* Objectif de l'exercice
Recopiez mot pour mot, dans l'entretien avec Bah Ousmane, tout le passage allant de « BAH OUSMANE : Écoutez, je » jusqu'à « rafraîchir la mémoire. ».

* Texte source
Les révélations de Bah Ousmane : « Avant de casser Kaporo, Kassory m’avait dit… »

Bah Ousmane, leader de l'UPR

CONAKRY-Dans la première partie de l’interview qu’il nous a accordée depuis Pita, Bah Ousmane président du parti Union pour le Progrès et le Renouveau (UPR), avait évoqué entre autres la chute d’Alpha Condé, les premières actions entreprises par le CNRD, notamment la récupération des domaines de l’Etat. Dans cette seconde partie l’ex ministre d’Etat aborde les premières casses de Kaporo rail et le dédommagement avorté. Il lève un coin du voile sur cette page sombre de l’histoire politique de la Guinée. Qui sont les acteurs ? Qu’est-ce qui a été l’élément déclencheur ? Pourquoi Conté avait renoncé d’indemniser les victimes ? Bah Ousmane fait des révélations croustillantes. Faut-il espérer un jour un rapprochement entre lui, Cellou Dalein Diallo et Bah Oury ? Le leader de l’UPR a donné sa position. Il aborde également l’histoire de libéralisation des ondes vers les années 2004 en Guinée.

 

AFRICAGUINEE.COM : Le CNRD est engagé dans une dynamique de récupération des domaines de l’Etat. Parmi les expulsés de leurs résidences, il y a Sidya Touré et Cellou Dalein Diallo qui ont fini par céder quasiment malgré eux. Mais ils tiennent à être rétablis à travers la justice. Avez-vous eu des échanges eux ?

BAH OUSMANE : Écoutez, je ne suis pas de nature à chanter ou à danser sur les malheurs ou les difficultés que les uns et les autres rencontrent. Pour le moment, les dépositaires des pouvoirs publics actuels ont décidé que certains biens de l’Etat soient récupérés et réutilisés à d’autres fins. C’est vrai, je n’ai appelé personne d’entre eux.

En fait, nous nous souvenons de Kaporo Rails. Quand les casses ont eu lieu, ce sont nos militants qui avaient été touchés, c’est les cadres de notre parti qui avaient été conduits en prison : les Bah Mamadou ; Ousmane Diallo, Mamadou Barry et autres. Personne n’était venu compatir ou partager notre chagrin. Pourtant il y a eu des gens qui ont éprouvé de la joie suite au désastre subi par des proches de l’opposition. J’ai déjà été interrogé par rapport à cette question, je voudrais vous rafraîchir la mémoire.

En février mars 1998, les populations de Kaporo rails dans Conakry par coïncidence étaient plus des ressortissants de la Moyenne-Guinée. Ensuite parmi eux, la majorité était des militants de l’opposition UNR-PRP devenu UPR. C’était un fief imprenable de l’opposition. A cette période, le pouvoir qui était fort en ce moment a décidé un bon matin de les déguerpir. Le pouvoir a brandi des arguments selon lequel qu’il s’agissait d’une occupation était illégale. Donc, les occupants ne devraient pas être-là, alors que les familles ont construit sur des parcelles qui leur ont été vendus.

* Enregistrements stockés

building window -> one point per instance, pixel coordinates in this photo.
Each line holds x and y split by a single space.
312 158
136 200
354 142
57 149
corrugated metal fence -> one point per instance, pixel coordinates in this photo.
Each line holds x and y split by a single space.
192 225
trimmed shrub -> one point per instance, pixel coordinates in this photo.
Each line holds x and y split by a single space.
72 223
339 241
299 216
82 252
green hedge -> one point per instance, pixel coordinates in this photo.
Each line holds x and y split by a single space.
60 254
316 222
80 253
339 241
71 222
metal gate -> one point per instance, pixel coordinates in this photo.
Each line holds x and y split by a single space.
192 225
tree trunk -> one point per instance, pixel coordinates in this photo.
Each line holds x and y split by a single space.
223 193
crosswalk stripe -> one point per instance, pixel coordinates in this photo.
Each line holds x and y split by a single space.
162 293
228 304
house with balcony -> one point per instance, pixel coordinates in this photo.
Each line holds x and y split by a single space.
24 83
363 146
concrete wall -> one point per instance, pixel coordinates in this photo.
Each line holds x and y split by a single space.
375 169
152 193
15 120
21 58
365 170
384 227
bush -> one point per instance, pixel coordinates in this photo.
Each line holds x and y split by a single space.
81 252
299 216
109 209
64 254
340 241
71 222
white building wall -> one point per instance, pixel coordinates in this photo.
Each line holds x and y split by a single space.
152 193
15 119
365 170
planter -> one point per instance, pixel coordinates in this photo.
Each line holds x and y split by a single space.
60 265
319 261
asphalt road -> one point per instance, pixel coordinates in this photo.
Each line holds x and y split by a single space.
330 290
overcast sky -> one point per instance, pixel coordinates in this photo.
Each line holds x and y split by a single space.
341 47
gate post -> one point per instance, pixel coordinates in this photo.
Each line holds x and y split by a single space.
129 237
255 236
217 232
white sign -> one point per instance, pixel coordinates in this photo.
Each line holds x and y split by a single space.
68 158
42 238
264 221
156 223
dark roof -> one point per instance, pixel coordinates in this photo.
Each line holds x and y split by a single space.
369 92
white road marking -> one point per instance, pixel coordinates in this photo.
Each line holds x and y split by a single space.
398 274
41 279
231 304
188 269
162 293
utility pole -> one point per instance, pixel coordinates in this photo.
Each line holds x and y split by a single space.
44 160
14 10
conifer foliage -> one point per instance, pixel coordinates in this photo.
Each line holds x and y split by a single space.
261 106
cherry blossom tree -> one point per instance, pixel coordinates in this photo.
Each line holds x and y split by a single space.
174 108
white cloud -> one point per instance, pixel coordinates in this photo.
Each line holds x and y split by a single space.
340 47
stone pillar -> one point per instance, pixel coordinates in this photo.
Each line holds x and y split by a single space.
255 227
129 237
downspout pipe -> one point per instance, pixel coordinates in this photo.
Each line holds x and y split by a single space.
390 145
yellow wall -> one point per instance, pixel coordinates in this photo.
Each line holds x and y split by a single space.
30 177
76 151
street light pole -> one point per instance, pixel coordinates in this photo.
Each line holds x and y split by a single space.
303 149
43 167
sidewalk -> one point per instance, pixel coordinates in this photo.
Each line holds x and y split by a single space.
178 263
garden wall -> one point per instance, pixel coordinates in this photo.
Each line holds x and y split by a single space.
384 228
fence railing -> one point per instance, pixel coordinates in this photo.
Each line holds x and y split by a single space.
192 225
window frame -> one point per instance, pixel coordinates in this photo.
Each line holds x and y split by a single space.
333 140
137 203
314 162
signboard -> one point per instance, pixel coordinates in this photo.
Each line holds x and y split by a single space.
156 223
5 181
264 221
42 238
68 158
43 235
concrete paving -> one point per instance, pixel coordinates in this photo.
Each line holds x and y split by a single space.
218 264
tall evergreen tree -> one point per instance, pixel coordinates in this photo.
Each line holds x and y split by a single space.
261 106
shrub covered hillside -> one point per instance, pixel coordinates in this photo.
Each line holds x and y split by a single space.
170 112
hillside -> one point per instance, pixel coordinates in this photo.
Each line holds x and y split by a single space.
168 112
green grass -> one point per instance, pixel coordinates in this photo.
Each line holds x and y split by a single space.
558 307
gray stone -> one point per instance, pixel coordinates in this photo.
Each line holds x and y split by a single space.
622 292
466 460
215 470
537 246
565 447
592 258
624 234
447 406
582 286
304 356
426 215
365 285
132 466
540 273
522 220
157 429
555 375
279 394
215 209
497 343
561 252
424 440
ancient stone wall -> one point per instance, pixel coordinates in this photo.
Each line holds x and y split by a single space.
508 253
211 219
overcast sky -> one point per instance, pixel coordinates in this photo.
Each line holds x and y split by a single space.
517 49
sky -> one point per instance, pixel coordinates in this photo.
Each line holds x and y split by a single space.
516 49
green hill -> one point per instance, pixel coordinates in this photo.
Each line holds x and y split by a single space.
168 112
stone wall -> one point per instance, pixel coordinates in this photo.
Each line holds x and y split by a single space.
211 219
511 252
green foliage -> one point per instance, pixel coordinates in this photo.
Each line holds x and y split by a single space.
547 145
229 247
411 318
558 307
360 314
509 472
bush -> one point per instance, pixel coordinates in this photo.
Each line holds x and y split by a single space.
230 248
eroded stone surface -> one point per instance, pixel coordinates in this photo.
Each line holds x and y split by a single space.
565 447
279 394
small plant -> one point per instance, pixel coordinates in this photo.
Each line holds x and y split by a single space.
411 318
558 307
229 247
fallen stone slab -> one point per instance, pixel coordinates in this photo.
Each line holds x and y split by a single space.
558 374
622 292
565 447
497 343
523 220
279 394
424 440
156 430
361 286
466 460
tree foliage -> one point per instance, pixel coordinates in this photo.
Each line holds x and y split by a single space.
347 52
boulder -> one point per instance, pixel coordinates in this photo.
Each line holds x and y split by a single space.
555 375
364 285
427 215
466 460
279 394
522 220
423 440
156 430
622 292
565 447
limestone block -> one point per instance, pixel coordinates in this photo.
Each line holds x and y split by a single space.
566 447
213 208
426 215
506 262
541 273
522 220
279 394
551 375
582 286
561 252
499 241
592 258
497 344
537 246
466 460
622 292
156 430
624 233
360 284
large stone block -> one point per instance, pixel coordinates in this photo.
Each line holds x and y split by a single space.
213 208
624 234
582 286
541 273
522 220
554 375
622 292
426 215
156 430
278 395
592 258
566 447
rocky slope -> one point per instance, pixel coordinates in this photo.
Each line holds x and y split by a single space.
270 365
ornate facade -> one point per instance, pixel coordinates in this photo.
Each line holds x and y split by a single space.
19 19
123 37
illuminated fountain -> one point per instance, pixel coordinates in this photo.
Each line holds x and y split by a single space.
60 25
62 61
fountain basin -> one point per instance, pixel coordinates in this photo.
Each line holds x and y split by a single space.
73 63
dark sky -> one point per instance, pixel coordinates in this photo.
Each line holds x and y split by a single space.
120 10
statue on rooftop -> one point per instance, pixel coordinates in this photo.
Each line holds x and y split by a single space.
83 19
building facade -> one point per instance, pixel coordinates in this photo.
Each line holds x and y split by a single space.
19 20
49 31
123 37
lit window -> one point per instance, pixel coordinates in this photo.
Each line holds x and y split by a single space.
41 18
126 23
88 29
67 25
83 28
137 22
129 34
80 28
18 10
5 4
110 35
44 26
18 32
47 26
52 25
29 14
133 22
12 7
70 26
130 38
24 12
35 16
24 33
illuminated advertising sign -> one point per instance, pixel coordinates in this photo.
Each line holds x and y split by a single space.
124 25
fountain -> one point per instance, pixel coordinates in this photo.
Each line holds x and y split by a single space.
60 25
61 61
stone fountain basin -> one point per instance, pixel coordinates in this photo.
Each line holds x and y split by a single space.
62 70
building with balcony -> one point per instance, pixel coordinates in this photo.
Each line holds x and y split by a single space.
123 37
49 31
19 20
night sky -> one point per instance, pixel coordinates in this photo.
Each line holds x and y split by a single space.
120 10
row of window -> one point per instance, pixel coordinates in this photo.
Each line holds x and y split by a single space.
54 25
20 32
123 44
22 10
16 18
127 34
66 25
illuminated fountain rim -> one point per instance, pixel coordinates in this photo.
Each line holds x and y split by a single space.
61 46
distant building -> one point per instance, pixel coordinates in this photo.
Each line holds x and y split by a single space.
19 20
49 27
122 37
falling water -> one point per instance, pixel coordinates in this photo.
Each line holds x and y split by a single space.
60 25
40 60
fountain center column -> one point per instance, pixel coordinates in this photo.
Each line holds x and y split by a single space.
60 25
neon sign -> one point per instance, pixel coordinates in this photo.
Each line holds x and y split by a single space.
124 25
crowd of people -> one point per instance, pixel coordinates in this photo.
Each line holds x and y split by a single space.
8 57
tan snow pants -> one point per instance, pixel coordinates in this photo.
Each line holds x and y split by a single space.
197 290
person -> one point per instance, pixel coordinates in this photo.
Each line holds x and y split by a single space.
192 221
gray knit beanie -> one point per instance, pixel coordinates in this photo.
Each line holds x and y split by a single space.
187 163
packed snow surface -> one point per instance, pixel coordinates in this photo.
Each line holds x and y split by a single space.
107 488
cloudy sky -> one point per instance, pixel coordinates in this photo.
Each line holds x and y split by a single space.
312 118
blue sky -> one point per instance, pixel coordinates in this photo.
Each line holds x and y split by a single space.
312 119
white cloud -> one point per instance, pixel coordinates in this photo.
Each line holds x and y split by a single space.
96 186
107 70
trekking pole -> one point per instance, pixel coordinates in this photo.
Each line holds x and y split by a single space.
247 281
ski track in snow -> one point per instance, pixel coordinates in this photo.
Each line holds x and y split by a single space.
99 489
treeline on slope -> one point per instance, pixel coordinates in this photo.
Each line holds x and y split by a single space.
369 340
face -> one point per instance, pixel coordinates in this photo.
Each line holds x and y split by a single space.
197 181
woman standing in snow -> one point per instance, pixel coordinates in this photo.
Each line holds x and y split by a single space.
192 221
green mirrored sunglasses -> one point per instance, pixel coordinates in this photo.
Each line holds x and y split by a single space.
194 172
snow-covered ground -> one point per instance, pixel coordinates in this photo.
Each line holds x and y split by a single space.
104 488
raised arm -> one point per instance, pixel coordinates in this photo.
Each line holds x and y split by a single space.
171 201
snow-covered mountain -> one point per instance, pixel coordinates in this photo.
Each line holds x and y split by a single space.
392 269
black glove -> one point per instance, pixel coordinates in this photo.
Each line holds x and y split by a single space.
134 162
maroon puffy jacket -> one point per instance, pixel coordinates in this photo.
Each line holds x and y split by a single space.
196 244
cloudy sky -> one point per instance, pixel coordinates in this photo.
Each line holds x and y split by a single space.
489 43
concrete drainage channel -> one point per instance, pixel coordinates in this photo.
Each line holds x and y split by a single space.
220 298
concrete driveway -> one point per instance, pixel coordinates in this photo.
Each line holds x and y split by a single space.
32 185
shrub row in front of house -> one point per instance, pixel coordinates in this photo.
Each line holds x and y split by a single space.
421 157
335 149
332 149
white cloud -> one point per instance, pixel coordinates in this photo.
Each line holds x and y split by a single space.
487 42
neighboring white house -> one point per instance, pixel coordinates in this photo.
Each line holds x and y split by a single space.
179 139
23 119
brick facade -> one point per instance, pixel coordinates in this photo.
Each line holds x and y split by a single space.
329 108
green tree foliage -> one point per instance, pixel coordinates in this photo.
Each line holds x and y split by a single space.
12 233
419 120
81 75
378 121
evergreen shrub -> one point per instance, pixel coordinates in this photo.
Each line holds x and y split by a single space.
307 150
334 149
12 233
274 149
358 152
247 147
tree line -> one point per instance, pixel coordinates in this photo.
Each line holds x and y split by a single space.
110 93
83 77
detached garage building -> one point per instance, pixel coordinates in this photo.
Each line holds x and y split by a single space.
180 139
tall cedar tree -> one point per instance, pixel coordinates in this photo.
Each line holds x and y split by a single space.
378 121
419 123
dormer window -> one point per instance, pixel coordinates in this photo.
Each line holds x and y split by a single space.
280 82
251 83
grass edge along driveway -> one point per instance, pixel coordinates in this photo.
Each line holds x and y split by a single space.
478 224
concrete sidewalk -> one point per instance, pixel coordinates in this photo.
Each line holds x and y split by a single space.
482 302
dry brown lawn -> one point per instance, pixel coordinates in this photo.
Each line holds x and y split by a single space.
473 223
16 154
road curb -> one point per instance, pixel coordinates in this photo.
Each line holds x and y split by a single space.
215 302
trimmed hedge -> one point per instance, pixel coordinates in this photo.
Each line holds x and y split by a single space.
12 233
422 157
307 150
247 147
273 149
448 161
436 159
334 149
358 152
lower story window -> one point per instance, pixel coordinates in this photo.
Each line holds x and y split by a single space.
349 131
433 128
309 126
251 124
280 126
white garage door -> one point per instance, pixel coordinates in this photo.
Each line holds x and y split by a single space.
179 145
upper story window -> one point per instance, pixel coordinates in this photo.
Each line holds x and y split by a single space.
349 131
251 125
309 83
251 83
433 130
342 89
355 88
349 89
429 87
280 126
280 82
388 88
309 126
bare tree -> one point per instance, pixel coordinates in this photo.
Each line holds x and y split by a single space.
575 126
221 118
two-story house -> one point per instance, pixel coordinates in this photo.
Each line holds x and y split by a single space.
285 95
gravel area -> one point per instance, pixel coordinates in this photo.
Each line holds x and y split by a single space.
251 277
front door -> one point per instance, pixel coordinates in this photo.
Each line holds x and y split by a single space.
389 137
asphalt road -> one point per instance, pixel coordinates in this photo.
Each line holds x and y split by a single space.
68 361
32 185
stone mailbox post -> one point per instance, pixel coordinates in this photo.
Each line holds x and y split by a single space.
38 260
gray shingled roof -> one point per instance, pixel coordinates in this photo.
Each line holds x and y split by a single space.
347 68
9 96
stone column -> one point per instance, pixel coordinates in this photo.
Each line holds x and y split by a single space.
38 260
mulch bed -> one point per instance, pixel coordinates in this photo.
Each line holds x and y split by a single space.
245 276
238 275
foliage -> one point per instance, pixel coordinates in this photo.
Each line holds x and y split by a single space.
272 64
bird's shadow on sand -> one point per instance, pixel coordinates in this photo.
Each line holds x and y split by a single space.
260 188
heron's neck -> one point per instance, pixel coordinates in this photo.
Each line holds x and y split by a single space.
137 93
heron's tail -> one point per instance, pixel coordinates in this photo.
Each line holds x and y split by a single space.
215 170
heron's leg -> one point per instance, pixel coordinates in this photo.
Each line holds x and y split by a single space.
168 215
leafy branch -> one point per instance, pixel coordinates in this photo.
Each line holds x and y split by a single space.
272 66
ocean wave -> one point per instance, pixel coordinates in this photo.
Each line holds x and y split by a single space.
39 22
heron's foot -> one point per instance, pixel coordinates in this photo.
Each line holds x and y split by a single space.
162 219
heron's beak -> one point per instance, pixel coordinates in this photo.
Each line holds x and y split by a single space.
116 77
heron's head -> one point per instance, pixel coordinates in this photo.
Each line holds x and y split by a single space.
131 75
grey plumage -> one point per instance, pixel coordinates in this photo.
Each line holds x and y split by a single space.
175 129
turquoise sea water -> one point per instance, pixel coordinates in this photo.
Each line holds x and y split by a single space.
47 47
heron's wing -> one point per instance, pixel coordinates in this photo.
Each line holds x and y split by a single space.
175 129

* Résultat attendu
BAH OUSMANE : Écoutez, je ne suis pas de nature à chanter ou à danser sur les malheurs ou les difficultés que les uns et les autres rencontrent. Pour le moment, les dépositaires des pouvoirs publics actuels ont décidé que certains biens de l’Etat soient récupérés et réutilisés à d’autres fins. C’est vrai, je n’ai appelé personne d’entre eux.

En fait, nous nous souvenons de Kaporo Rails. Quand les casses ont eu lieu, ce sont nos militants qui avaient été touchés, c’est les cadres de notre parti qui avaient été conduits en prison : les Bah Mamadou ; Ousmane Diallo, Mamadou Barry et autres. Personne n’était venu compatir ou partager notre chagrin. Pourtant il y a eu des gens qui ont éprouvé de la joie suite au désastre subi par des proches de l’opposition. J’ai déjà été interrogé par rapport à cette question, je voudrais vous rafraîchir la mémoire.